***** Records supplied *****
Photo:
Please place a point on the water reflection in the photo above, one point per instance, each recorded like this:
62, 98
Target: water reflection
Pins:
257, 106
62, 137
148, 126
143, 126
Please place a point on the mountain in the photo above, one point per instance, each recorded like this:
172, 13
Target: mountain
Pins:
*****
▶ [Short problem]
Update the lines above by changing every "water reflection" to "reflection on the water" and leave the rest untouched.

▶ [Exercise result]
Photo:
Please place a point on the reflection on the water in the photo above, one point per instance, each recorded like this:
62, 98
Target: reflection on the water
Pins:
257, 106
62, 137
148, 126
143, 126
Please place a point on the mountain in the photo above, one point per instance, each recorded like this:
172, 13
Target: mountain
Pins:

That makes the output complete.